INFORMATION PROVIDED —
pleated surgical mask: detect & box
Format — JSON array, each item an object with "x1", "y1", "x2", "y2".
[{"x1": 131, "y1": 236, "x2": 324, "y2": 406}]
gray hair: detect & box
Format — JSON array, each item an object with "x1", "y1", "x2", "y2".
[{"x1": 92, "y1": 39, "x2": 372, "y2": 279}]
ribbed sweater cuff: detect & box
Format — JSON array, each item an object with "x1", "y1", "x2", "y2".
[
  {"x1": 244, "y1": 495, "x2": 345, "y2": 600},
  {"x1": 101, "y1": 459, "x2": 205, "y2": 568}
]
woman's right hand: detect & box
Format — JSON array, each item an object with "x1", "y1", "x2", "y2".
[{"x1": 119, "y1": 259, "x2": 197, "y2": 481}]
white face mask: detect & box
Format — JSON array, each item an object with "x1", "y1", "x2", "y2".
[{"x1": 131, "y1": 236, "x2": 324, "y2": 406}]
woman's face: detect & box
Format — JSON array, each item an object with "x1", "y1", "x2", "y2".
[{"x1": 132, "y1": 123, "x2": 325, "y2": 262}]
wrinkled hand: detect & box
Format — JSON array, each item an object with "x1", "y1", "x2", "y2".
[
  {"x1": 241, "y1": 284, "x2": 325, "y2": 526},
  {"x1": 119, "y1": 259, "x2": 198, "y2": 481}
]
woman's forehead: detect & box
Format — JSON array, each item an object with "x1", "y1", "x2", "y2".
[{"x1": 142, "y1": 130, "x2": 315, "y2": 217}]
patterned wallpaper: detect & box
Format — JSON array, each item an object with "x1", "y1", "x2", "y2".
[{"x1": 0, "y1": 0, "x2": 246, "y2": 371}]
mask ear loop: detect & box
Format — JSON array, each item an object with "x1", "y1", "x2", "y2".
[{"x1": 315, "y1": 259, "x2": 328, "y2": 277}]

YOUR INSTRUCTIONS — Copy every line of the records above, requests included, and shift each bounding-box coordinate in the answers up by 42.

OUTPUT FOR THIS TASK —
pleated surgical mask: detect & box
Format — JSON array, each item an object with "x1", "y1", "x2", "y2".
[{"x1": 173, "y1": 278, "x2": 366, "y2": 448}]
gray hair: detect & box
Format — JSON array, each item an object with "x1", "y1", "x2", "y2".
[{"x1": 134, "y1": 81, "x2": 414, "y2": 321}]
ribbed sweater cuff: detect & box
Format — JSON array, each item an object with "x1", "y1", "x2", "y2".
[
  {"x1": 286, "y1": 537, "x2": 387, "y2": 642},
  {"x1": 143, "y1": 501, "x2": 247, "y2": 610}
]
woman's right hand: detect & box
Format — JSON array, each item an object with "x1", "y1", "x2", "y2".
[{"x1": 161, "y1": 301, "x2": 239, "y2": 523}]
white face mask: detect & box
Format — JSON array, each item an object with "x1", "y1", "x2", "y2".
[{"x1": 173, "y1": 278, "x2": 366, "y2": 448}]
woman's face: detect & box
Format — JSON array, each item an object with "x1", "y1", "x2", "y2".
[{"x1": 174, "y1": 165, "x2": 367, "y2": 304}]
wrinkled hand: detect & box
Format — JSON array, each item an object with "x1", "y1", "x2", "y2".
[
  {"x1": 283, "y1": 326, "x2": 367, "y2": 568},
  {"x1": 161, "y1": 301, "x2": 240, "y2": 523}
]
woman's forehead: detect & box
Format — JSON array, each item an object with "x1", "y1", "x2", "y2".
[{"x1": 184, "y1": 172, "x2": 357, "y2": 259}]
patterned wallpaper: detect & box
Format — JSON array, each item an object with "x1", "y1", "x2", "y2".
[{"x1": 42, "y1": 42, "x2": 288, "y2": 413}]
mask ear loop: detect & box
Format — JSON array, each item an object with "x1", "y1", "x2", "y2".
[{"x1": 357, "y1": 301, "x2": 370, "y2": 319}]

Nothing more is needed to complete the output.